Retype only what runs from the line that contains "Task: Q: Indicate the tiled" through the last line of the listing below, both lines included.

------------------------------------

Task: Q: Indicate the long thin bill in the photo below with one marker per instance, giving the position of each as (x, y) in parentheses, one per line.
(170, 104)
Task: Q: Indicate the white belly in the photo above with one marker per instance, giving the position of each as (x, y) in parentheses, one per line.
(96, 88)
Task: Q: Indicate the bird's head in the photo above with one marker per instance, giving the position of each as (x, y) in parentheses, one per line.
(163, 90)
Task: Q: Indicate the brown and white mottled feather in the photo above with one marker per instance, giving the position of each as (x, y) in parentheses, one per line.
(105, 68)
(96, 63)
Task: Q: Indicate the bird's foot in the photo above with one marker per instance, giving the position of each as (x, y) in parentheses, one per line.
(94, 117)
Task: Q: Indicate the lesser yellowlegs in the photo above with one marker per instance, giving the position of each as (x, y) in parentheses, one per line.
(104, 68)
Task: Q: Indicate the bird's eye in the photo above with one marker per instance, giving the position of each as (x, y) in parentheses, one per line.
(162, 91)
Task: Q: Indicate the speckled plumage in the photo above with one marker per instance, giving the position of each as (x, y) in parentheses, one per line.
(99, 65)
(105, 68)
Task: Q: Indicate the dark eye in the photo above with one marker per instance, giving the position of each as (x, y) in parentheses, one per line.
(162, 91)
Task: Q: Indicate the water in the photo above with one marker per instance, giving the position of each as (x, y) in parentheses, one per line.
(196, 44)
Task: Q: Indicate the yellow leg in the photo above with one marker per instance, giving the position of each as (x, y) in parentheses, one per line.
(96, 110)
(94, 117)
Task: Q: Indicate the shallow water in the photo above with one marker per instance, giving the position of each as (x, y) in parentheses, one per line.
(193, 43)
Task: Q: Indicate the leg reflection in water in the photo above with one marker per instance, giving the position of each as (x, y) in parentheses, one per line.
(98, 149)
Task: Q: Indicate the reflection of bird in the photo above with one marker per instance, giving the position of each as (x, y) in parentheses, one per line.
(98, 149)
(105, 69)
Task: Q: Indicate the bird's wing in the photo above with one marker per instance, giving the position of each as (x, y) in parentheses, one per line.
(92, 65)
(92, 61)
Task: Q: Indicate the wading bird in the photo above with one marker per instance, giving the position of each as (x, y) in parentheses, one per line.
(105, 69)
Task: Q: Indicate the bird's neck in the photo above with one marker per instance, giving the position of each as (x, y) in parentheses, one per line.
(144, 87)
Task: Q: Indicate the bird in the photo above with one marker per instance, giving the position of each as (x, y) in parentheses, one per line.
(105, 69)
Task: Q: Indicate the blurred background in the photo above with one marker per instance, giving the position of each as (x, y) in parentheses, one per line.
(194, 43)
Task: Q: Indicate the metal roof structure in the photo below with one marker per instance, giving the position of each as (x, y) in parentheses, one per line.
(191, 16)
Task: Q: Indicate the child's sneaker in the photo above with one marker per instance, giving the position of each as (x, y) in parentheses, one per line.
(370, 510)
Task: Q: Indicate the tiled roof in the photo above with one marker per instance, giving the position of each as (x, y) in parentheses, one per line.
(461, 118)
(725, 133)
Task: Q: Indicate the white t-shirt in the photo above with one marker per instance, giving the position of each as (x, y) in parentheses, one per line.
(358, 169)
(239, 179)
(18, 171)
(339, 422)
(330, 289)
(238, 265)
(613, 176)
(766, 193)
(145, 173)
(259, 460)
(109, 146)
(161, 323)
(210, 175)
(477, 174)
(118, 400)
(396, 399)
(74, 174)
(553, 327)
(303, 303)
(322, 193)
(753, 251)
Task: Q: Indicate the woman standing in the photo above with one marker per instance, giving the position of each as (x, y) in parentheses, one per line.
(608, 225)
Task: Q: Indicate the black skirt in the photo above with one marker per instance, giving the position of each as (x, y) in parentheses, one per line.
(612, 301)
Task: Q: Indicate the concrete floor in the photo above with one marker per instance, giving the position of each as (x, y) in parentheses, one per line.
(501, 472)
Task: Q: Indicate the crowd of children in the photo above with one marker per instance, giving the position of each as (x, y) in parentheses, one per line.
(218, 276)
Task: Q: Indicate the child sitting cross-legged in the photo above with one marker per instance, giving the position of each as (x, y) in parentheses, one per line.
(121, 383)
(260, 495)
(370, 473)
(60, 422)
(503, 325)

------------------------------------

## TASK OUTPUT
Task: Q: Indicate the tiled roof in the photo above with one marker per instance, giving the position of each as (x, y) in parentheses, one per line.
(461, 118)
(725, 133)
Task: Q: Indicate the white t-shirt in the photo above with one marker per instance, giving the position of each as (x, y) in parentheses, one per line.
(358, 169)
(239, 179)
(18, 171)
(339, 422)
(330, 289)
(238, 265)
(613, 176)
(766, 193)
(145, 173)
(259, 460)
(109, 146)
(161, 323)
(210, 175)
(477, 174)
(118, 400)
(396, 399)
(74, 174)
(553, 327)
(303, 303)
(322, 193)
(753, 251)
Task: Q: Indicate the woman standing in the photo above with one marker per instance, giving the position of each as (x, y) in parentheses, one per line.
(608, 225)
Task: Q: Indicate the black skirt in the photo above with one marker per instance, giving the position of each as (x, y) in parentheses, one per line.
(612, 301)
Task: Q: Indicate the concrete floor in the photo above with one marker per instance, giving the position of each as (x, y) in parentheses, one per line.
(501, 472)
Task: Q: Indicate the crowd of children in the photo above with one marker per instance, giving the position of each as (x, y) in parentheses, one per line.
(218, 276)
Task: Q: Indicate the child sitting cross-legged in the photo above with one marker per instance, giving the position of each as (x, y) in parentheses, one per line.
(121, 383)
(260, 495)
(370, 473)
(60, 422)
(503, 325)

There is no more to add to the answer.